**Document:**
** begin **

Few people understand risk in a way that makes it actually rewarding. That’s the message offered in The Zurich Axioms. The book lays out 12 Axioms that play off this idea.
In some cases, the Axiom runs counter to typical investor behavior. In others, it runs counter to popular thinking. And some are obvious. I guarantee you won’t agree with all of them, but it should, at least, give you something to think about.
These are the lessons from a few Axioms that stood out (check out the notes linked below or read the book for the full list).
Axiom #1: Worry is not a sickness but a sign of health. If you’re not worried, you are not risking enough.
In investing, most people want a risk-free reward. Yet, risk and reward are intertwined. No matter how hard you try to remove one, it affects the other. Not many get that.
Everybody wants to win, of course. But not everybody wants to bet, and therein lies a difference of the greatest magnitude. Many people, probably most, want to win without betting.
They also want to win without worrying. Most people strive for a “sleep well at night” portfolio because it offers security.

** end **

**Pointing dataset records:**

** begin **

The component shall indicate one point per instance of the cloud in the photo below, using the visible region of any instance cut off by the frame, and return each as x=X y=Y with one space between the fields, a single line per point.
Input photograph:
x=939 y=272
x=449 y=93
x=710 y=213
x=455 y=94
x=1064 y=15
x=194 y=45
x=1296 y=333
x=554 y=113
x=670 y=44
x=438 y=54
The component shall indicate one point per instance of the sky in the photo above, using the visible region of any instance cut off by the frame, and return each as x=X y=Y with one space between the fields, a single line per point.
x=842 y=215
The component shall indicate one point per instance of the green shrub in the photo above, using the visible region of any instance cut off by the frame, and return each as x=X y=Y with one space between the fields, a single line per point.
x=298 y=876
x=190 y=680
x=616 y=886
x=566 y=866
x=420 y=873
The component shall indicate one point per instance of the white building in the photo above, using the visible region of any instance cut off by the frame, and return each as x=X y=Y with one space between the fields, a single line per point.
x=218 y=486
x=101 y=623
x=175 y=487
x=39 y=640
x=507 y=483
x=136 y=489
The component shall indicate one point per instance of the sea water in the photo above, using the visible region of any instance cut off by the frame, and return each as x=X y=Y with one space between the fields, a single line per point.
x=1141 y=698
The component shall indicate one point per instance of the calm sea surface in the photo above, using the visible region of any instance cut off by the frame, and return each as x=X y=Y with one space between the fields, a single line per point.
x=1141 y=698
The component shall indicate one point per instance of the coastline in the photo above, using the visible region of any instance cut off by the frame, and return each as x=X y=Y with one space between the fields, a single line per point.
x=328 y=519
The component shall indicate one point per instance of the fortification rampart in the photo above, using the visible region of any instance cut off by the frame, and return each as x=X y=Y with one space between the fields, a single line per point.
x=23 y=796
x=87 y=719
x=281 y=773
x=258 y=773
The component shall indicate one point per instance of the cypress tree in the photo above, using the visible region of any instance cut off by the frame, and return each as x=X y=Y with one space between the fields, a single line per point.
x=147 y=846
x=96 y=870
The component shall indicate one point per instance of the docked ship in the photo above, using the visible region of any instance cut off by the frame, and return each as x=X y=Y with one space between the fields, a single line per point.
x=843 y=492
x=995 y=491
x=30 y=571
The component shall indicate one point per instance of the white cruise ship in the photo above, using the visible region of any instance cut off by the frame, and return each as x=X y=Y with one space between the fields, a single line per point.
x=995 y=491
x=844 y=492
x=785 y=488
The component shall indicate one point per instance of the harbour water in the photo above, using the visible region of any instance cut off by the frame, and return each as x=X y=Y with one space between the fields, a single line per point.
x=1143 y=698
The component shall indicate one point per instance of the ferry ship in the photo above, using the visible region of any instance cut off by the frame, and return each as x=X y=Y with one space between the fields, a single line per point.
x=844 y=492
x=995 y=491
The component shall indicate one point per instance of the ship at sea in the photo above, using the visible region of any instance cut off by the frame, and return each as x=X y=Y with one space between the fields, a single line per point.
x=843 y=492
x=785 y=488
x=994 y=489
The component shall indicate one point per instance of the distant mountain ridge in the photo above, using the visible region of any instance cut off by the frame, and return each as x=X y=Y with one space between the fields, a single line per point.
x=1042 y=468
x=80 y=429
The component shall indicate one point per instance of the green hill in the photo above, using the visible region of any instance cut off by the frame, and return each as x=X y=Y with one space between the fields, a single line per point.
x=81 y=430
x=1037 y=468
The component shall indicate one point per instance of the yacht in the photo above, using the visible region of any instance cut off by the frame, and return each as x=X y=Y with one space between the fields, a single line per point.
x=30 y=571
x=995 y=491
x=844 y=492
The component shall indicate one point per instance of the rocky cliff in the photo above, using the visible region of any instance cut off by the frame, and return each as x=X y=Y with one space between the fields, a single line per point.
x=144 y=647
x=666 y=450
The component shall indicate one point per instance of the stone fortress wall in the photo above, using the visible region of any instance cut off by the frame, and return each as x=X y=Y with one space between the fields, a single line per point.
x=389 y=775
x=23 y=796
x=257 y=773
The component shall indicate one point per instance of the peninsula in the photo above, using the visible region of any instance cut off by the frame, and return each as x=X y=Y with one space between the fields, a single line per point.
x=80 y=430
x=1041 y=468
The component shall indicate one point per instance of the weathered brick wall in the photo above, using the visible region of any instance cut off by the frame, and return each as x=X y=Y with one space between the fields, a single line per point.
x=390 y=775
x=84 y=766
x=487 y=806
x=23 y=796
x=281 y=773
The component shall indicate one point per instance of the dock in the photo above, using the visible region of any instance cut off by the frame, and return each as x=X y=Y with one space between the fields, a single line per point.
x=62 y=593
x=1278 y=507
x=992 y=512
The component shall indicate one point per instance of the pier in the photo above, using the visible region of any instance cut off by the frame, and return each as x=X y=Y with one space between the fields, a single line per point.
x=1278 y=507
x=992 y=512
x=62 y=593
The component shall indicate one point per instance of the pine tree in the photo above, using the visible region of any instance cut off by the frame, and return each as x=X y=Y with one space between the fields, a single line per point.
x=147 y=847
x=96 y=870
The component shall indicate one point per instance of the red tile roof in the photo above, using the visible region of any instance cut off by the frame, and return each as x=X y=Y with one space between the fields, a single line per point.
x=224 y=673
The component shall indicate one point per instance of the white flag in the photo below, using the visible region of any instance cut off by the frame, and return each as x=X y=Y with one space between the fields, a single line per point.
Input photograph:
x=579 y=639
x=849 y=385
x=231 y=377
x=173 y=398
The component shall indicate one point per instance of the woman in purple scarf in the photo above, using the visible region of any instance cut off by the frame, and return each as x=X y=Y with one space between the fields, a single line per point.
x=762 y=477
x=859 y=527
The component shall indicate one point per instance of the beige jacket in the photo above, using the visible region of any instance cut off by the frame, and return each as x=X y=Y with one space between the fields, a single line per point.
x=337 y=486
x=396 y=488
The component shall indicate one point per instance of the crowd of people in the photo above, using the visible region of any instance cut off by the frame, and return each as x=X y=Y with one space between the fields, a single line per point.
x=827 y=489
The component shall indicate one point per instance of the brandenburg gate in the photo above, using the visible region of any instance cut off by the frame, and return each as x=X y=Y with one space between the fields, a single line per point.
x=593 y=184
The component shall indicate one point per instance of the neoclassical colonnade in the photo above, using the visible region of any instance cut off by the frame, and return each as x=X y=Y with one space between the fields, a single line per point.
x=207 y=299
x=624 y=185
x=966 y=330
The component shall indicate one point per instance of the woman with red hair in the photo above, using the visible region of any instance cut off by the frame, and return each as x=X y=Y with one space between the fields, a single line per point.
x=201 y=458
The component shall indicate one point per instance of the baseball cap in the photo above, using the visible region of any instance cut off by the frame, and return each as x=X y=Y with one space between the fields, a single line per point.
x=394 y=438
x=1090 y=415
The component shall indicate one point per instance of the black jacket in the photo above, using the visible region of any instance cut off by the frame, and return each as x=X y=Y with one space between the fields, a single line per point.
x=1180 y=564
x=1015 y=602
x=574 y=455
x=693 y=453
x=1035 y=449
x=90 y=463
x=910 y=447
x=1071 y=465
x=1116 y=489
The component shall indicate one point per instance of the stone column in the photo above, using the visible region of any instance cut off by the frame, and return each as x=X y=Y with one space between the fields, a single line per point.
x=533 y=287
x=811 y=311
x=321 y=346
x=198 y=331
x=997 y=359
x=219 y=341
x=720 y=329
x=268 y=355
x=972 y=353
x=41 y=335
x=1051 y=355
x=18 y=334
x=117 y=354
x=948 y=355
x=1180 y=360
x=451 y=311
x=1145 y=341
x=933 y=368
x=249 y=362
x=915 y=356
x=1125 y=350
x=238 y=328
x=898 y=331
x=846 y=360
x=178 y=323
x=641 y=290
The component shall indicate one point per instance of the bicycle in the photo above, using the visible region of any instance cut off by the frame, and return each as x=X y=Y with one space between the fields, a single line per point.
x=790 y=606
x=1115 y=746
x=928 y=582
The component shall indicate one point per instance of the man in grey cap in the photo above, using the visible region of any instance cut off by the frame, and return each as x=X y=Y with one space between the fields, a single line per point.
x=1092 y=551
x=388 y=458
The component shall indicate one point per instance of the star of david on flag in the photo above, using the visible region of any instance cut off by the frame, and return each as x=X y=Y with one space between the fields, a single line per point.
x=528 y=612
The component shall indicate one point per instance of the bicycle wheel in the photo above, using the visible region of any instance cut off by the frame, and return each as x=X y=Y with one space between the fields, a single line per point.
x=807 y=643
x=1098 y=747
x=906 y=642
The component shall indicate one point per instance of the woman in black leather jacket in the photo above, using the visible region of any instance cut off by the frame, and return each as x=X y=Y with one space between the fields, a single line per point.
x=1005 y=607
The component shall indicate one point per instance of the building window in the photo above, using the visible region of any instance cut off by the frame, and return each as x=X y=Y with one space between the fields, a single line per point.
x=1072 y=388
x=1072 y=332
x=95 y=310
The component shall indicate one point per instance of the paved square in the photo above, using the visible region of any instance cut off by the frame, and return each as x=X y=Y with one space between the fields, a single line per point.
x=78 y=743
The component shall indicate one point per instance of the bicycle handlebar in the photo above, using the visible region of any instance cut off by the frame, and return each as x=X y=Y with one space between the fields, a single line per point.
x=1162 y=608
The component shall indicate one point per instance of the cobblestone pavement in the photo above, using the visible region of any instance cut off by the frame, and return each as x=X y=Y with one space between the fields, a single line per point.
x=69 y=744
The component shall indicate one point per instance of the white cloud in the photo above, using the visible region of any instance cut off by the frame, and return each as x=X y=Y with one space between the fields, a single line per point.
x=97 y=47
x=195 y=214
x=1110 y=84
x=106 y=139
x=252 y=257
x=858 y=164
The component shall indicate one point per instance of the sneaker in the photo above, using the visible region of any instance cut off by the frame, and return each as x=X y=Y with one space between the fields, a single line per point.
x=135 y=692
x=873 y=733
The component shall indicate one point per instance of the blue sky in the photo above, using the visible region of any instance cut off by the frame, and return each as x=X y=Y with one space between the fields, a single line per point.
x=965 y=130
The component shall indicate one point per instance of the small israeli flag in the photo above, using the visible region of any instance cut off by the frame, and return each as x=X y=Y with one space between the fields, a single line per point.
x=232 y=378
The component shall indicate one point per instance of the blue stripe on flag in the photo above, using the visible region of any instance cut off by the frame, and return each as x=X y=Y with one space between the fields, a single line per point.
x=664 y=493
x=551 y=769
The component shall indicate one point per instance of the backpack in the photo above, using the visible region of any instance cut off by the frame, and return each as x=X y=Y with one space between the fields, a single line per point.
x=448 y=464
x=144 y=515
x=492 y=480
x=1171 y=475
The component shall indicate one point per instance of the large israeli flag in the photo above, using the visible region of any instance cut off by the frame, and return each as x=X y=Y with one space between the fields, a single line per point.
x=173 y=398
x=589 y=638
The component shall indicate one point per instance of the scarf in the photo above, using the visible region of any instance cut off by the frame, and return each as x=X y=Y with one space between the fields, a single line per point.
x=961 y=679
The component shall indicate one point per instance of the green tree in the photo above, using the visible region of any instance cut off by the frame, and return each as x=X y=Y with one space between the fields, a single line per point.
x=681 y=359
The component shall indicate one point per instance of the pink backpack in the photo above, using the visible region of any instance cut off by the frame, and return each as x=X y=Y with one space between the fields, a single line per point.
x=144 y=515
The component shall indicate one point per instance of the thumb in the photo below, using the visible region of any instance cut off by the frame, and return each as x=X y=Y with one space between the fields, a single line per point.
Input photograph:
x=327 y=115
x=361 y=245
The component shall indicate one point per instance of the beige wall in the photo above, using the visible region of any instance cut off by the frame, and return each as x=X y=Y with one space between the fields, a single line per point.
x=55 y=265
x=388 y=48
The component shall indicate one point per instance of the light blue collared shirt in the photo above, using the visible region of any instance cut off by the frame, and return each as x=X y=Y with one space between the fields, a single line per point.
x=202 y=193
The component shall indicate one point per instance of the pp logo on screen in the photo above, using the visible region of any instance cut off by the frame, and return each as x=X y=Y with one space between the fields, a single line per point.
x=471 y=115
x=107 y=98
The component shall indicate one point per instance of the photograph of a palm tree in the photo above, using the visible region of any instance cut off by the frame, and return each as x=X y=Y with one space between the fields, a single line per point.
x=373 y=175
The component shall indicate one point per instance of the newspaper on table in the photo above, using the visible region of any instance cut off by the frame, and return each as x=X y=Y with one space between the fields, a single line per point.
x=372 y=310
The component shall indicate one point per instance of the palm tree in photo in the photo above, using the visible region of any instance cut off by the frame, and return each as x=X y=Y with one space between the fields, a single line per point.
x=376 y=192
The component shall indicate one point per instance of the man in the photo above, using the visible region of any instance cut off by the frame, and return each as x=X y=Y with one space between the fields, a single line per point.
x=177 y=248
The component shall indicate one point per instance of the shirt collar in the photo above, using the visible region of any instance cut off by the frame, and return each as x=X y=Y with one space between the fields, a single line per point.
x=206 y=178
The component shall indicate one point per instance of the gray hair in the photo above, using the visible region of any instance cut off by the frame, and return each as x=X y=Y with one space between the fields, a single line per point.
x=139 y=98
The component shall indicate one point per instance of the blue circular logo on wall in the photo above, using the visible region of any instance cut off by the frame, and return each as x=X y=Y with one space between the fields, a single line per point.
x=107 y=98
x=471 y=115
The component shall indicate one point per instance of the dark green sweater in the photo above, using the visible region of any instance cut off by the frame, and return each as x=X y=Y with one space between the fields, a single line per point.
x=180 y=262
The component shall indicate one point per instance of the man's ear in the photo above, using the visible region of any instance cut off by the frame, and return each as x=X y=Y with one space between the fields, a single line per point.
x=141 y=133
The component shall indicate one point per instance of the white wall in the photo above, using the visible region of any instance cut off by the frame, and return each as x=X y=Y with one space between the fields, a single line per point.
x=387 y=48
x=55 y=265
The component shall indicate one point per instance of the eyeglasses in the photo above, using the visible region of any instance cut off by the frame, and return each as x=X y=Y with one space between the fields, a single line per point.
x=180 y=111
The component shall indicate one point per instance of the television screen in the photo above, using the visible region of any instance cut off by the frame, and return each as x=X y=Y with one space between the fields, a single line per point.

** end **

**Stated goal:** According to the text on The Zurich Axioms, how many Axioms does the book lay out? The data placed after the text on The Zurich Axioms stands as material apart from that text.

**Full solution:** The book lays out 12 Axioms.